▶ Assignment:
Reproduce every line below exactly as written; do not include the images.

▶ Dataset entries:
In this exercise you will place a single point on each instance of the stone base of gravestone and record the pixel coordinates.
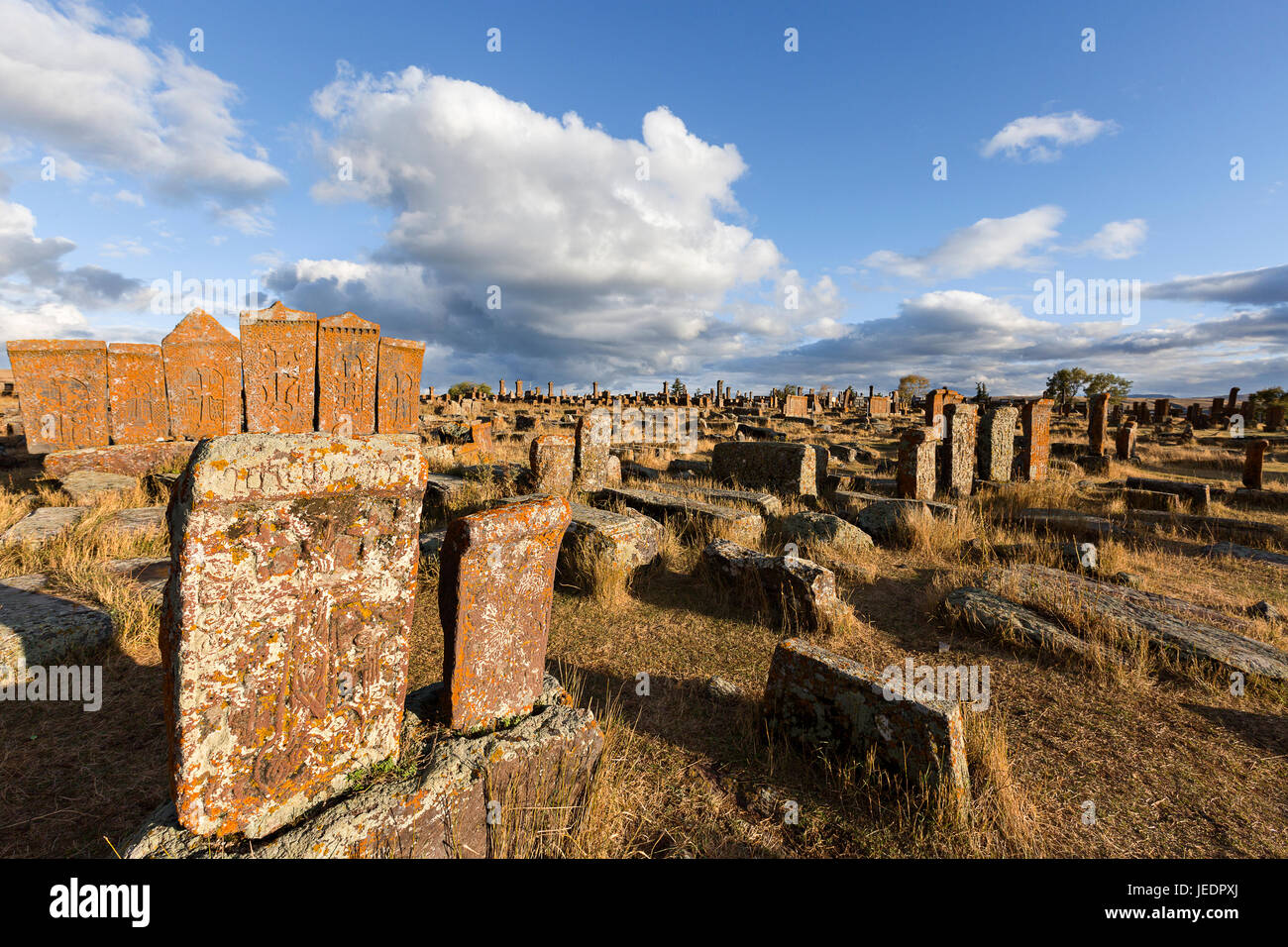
(478, 796)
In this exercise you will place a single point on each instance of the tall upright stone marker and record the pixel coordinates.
(136, 390)
(62, 392)
(398, 385)
(279, 355)
(494, 590)
(284, 621)
(348, 355)
(202, 377)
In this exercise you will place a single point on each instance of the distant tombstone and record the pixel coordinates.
(398, 385)
(494, 591)
(348, 352)
(136, 389)
(279, 354)
(62, 393)
(284, 621)
(202, 377)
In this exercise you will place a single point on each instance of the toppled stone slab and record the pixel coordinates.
(494, 591)
(798, 592)
(42, 628)
(441, 810)
(984, 611)
(43, 525)
(810, 528)
(780, 468)
(737, 525)
(132, 460)
(1168, 622)
(765, 504)
(86, 486)
(1237, 552)
(284, 622)
(820, 698)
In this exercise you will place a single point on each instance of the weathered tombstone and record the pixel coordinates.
(552, 463)
(996, 444)
(1035, 420)
(398, 385)
(279, 355)
(202, 377)
(914, 475)
(62, 392)
(1253, 462)
(284, 624)
(958, 449)
(1098, 424)
(136, 392)
(494, 591)
(348, 352)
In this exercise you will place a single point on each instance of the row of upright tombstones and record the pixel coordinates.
(290, 372)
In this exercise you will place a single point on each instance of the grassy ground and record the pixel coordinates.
(1175, 764)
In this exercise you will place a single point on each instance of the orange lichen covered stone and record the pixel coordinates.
(494, 590)
(284, 621)
(279, 355)
(348, 352)
(398, 385)
(136, 390)
(62, 392)
(202, 377)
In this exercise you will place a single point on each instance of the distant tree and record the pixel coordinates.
(1064, 385)
(1100, 382)
(912, 386)
(463, 389)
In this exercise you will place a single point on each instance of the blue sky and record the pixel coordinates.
(789, 230)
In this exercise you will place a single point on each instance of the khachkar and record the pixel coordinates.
(301, 373)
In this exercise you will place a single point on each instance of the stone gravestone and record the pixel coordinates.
(398, 385)
(348, 348)
(202, 377)
(279, 355)
(1035, 420)
(958, 449)
(284, 621)
(914, 475)
(552, 463)
(996, 444)
(62, 392)
(494, 591)
(136, 392)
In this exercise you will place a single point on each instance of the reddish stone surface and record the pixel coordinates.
(279, 355)
(133, 460)
(550, 462)
(1253, 463)
(1035, 419)
(136, 392)
(914, 474)
(398, 385)
(494, 590)
(284, 621)
(348, 354)
(202, 377)
(62, 392)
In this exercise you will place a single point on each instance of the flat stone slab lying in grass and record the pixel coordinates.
(86, 486)
(441, 808)
(40, 628)
(999, 617)
(765, 504)
(798, 592)
(1167, 622)
(43, 525)
(737, 525)
(820, 698)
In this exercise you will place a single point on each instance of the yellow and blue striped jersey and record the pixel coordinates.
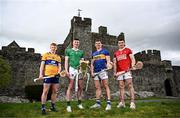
(52, 62)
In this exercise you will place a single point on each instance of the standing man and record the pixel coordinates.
(100, 61)
(50, 66)
(123, 61)
(72, 62)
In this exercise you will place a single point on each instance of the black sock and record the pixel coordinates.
(52, 105)
(68, 103)
(109, 102)
(79, 101)
(98, 101)
(43, 106)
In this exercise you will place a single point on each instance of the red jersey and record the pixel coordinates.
(123, 59)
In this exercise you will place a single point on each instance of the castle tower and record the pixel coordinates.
(81, 29)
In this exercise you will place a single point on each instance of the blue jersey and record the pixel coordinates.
(99, 58)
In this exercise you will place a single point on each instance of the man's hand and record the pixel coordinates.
(92, 74)
(67, 74)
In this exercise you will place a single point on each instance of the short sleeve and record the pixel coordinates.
(114, 54)
(106, 52)
(130, 51)
(82, 56)
(59, 59)
(67, 52)
(44, 57)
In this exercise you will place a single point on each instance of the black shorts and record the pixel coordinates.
(51, 80)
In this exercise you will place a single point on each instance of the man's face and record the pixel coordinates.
(98, 44)
(121, 44)
(76, 43)
(53, 48)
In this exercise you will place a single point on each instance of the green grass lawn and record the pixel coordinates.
(144, 109)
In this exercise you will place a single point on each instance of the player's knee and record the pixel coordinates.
(45, 92)
(121, 86)
(130, 85)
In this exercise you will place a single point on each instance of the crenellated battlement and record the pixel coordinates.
(14, 52)
(81, 22)
(149, 55)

▶ Response to this exercise:
In this exercise you will place a single point on each instance of the stone base of gravestone and record the pixel coordinates.
(478, 796)
In this exercise you will place a single point on each instance of the tall upright stone marker and record the pixel coordinates.
(136, 390)
(62, 392)
(398, 385)
(279, 355)
(494, 590)
(284, 621)
(348, 355)
(202, 377)
In this exercise you will place a single point on each instance of the distant tombstone and record the pixel coordinates.
(398, 385)
(494, 591)
(348, 352)
(136, 389)
(279, 354)
(62, 393)
(284, 621)
(202, 377)
In this exercise you will place a single point on each instance of the toppled stone slab and record the pixel coordinates.
(494, 591)
(798, 592)
(42, 628)
(441, 810)
(984, 611)
(43, 525)
(810, 528)
(780, 468)
(737, 525)
(132, 460)
(1168, 622)
(765, 504)
(86, 486)
(1237, 552)
(284, 622)
(820, 698)
In this exercise you will place a single point on each instance of the weathered tombstone and record the pixel coordinates.
(552, 463)
(996, 444)
(1035, 420)
(398, 385)
(279, 355)
(202, 377)
(914, 475)
(62, 392)
(1253, 462)
(284, 624)
(958, 449)
(1098, 424)
(136, 392)
(494, 591)
(348, 352)
In this exercise you will place a single point on each instance of the row of upright tombstones and record the pixel coordinates.
(290, 372)
In this exercise you will place a single point on each instance of the grassy ground and record the pixel coordinates.
(1175, 764)
In this exercise you will place a single point on each instance of the orange lichen covered stone and record the pixel coordinates.
(494, 590)
(284, 621)
(279, 355)
(348, 352)
(398, 385)
(136, 390)
(62, 392)
(202, 377)
In this exercise you will place a single point on each instance of the distant tree and record the pixel coordinates.
(1064, 385)
(1100, 382)
(912, 386)
(463, 389)
In this exercise you will place a single point on each instance of the blue sky and record the pixel coordinates.
(789, 230)
In this exercise you will place a single point on each instance of the khachkar and record the pixel coordinates.
(301, 373)
In this exercise you will place a single point on each instance of the stone gravestone and record the pixel coordinates.
(398, 385)
(348, 348)
(202, 377)
(279, 355)
(1035, 420)
(958, 449)
(284, 621)
(914, 475)
(552, 463)
(996, 444)
(62, 392)
(494, 591)
(136, 392)
In this exercise you will place a single point on each instance of the reddish stone surface and record the pixel coordinates.
(279, 355)
(133, 460)
(550, 462)
(1253, 463)
(1035, 419)
(136, 392)
(914, 474)
(398, 385)
(494, 590)
(284, 621)
(348, 354)
(202, 377)
(62, 392)
In this exercise you will place a single point on each instance of the flat stone slab lying in grass and record the pixel coordinates.
(86, 486)
(441, 808)
(40, 628)
(999, 617)
(765, 504)
(798, 592)
(1167, 622)
(43, 525)
(737, 525)
(820, 698)
In this exercise you will place a single point on each instance of the yellow and blue striped jersey and record the pixel coordinates.
(52, 62)
In this exercise you will place a single point on each instance of the standing man and record the pixel coordinates.
(100, 61)
(50, 66)
(123, 61)
(72, 62)
In this exercise you will place a single point on each instance of the black sock and record the pixel coordinates.
(52, 105)
(68, 103)
(109, 102)
(79, 101)
(98, 101)
(43, 106)
In this exercise you will place a single point on each instance of the red jersey and record the pixel coordinates.
(123, 59)
In this exercise you will place a single point on each instance of the castle tower and record the pixel coordinates.
(81, 29)
In this exercise you will place a single point on each instance of the blue jersey and record the pixel coordinates.
(99, 58)
In this exercise you will place a single point on each instance of the man's hand and record the pixel coordinates.
(92, 74)
(67, 74)
In this exercise you will place a single point on each instance of the short sleeve and record the pixel coordinates.
(114, 54)
(106, 52)
(130, 51)
(82, 56)
(59, 59)
(67, 52)
(44, 57)
In this exercise you will place a single point on each instance of the black shorts and record the pixel coordinates.
(51, 80)
In this exercise you will place a single point on each instance of the man's face and record the pixel coordinates.
(98, 44)
(121, 44)
(76, 43)
(53, 48)
In this exercise you will place a single point on each instance of the green grass lawn and record the pixel coordinates.
(144, 109)
In this exercise you will place a single point on each instance of the player's knee and record the pixel coordinates.
(45, 92)
(121, 86)
(130, 85)
In this exercise you will place a single point on each instance of the crenellated battlement and record the pixel coordinates.
(14, 52)
(81, 22)
(149, 55)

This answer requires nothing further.